— start of Given text —
What does the parameter retain_graph mean in the Variable's backward() method?

What does the parameter retain_graph mean in the Variable's backward() method? - neural-network

I'm going through the neural transfer pytorch tutorial and am confused about the use of retain_variable(deprecated, now referred to as retain_graph). The code example show:
class ContentLoss(nn.Module):
def __init__(self, target, weight):
super(ContentLoss, self).__init__()
self.target = target.detach() * weight
self.weight = weight
self.criterion = nn.MSELoss()
def forward(self, input):
self.loss = self.criterion(input * self.weight, self.target)
self.output = input
return self.output
def backward(self, retain_variables=True):
#Why is retain_variables True??
self.loss.backward(retain_variables=retain_variables)
return self.loss
From the documentation
retain_graph (bool, optional) – If False, the graph used to compute
the grad will be freed. Note that in nearly all cases setting this
option to True is not needed and often can be worked around in a much
more efficient way. Defaults to the value of create_graph.
So by setting retain_graph= True, we're not freeing the memory allocated for the graph on the backward pass. What is the advantage of keeping this memory around, why do we need it?

#cleros is pretty on the point about the use of retain_graph=True. In essence, it will retain any necessary information to calculate a certain variable, so that we can do backward pass on it.
An illustrative example
Suppose that we have a computation graph shown above. The variable d and e is the output, and a is the input. For example,
import torch
from torch.autograd import Variable
a = Variable(torch.rand(1, 4), requires_grad=True)
b = a**2
c = b*2
d = c.mean()
e = c.sum()
when we do d.backward(), that is fine. After this computation, the parts of the graph that calculate d will be freed by default to save memory. So if we do e.backward(), the error message will pop up. In order to do e.backward(), we have to set the parameter retain_graph to True in d.backward(), i.e.,
d.backward(retain_graph=True)
As long as you use retain_graph=True in your backward method, you can do backward any time you want:
d.backward(retain_graph=True) # fine
e.backward(retain_graph=True) # fine
d.backward() # also fine
e.backward() # error will occur!
More useful discussion can be found here.
A real use case
Right now, a real use case is multi-task learning where you have multiple losses that maybe be at different layers. Suppose that you have 2 losses: loss1 and loss2 and they reside in different layers. In order to backprop the gradient of loss1 and loss2 w.r.t to the learnable weight of your network independently. You have to use retain_graph=True in backward() method in the first back-propagated loss.
— end of Given text —
— start of Dataset extract —
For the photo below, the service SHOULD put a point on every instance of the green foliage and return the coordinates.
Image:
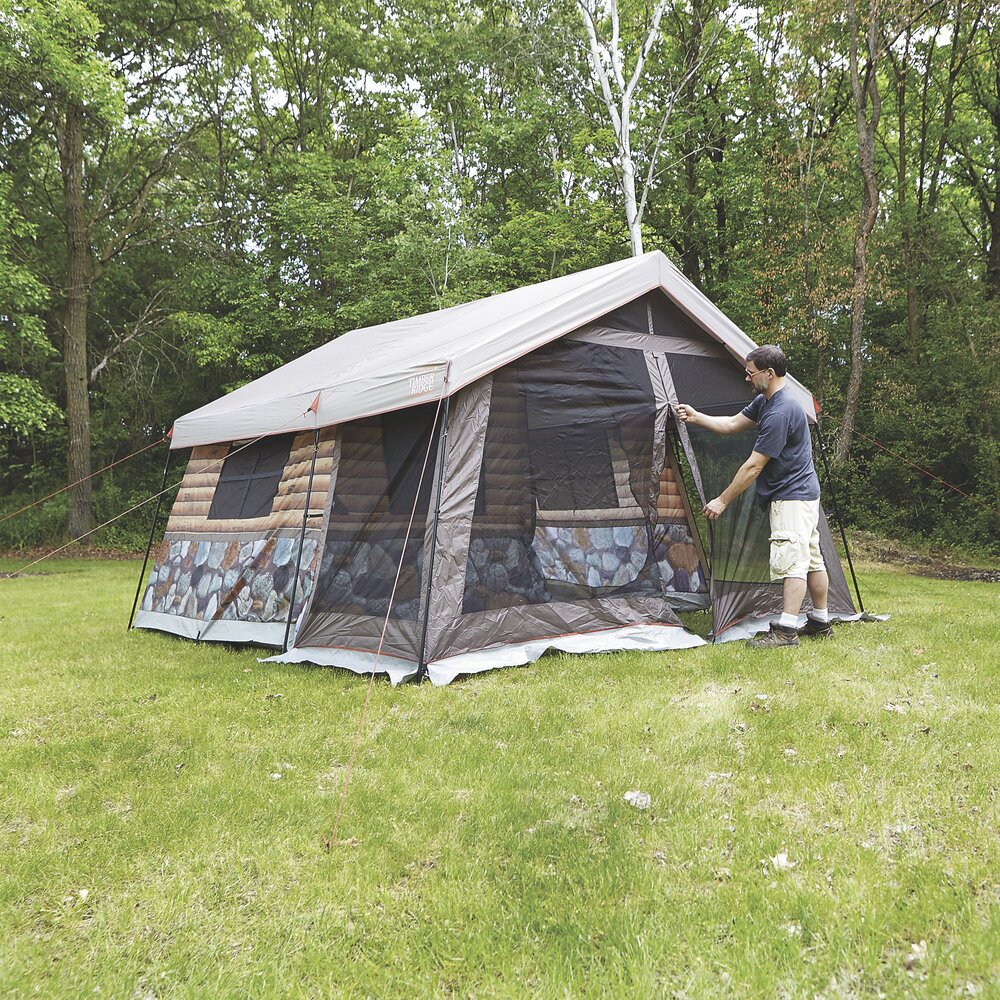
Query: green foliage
— end of Dataset extract —
- [Exercises to complete]:
• a. Please list every attribute that the ContentLoss class in the retain_graph thread assigns to self.
• b. Carry on the retain_graph thread from its final sentence.

- [Results by task]:
• a. target, weight, criterion, loss, output

• b.
# suppose you first back-propagate loss1, then loss2 (you can also do the reverse)
loss1.backward(retain_graph=True)
loss2.backward() # now the graph is freed, and next process of batch gradient descent is ready
optimizer.step() # update the network parameters

This is a very useful feature when you have more than one output of a network. Here's a completely made up example: imagine you want to build some random convolutional network that you can ask two questions of: Does the input image contain a cat, and does the image contain a car?
One way of doing this is to have a network that shares the convolutional layers, but that has two parallel classification layers following (forgive my terrible ASCII graph, but this is supposed to be three convlayers, followed by three fully connected layers, one for cats and one for cars):
-- FC - FC - FC - cat?
Conv - Conv - Conv -|
-- FC - FC - FC - car?
Given a picture that we want to run both branches on, when training the network, we can do so in several ways. First (which would probably be the best thing here, illustrating how bad the example is), we simply compute a loss on both assessments and sum the loss, and then backpropagate.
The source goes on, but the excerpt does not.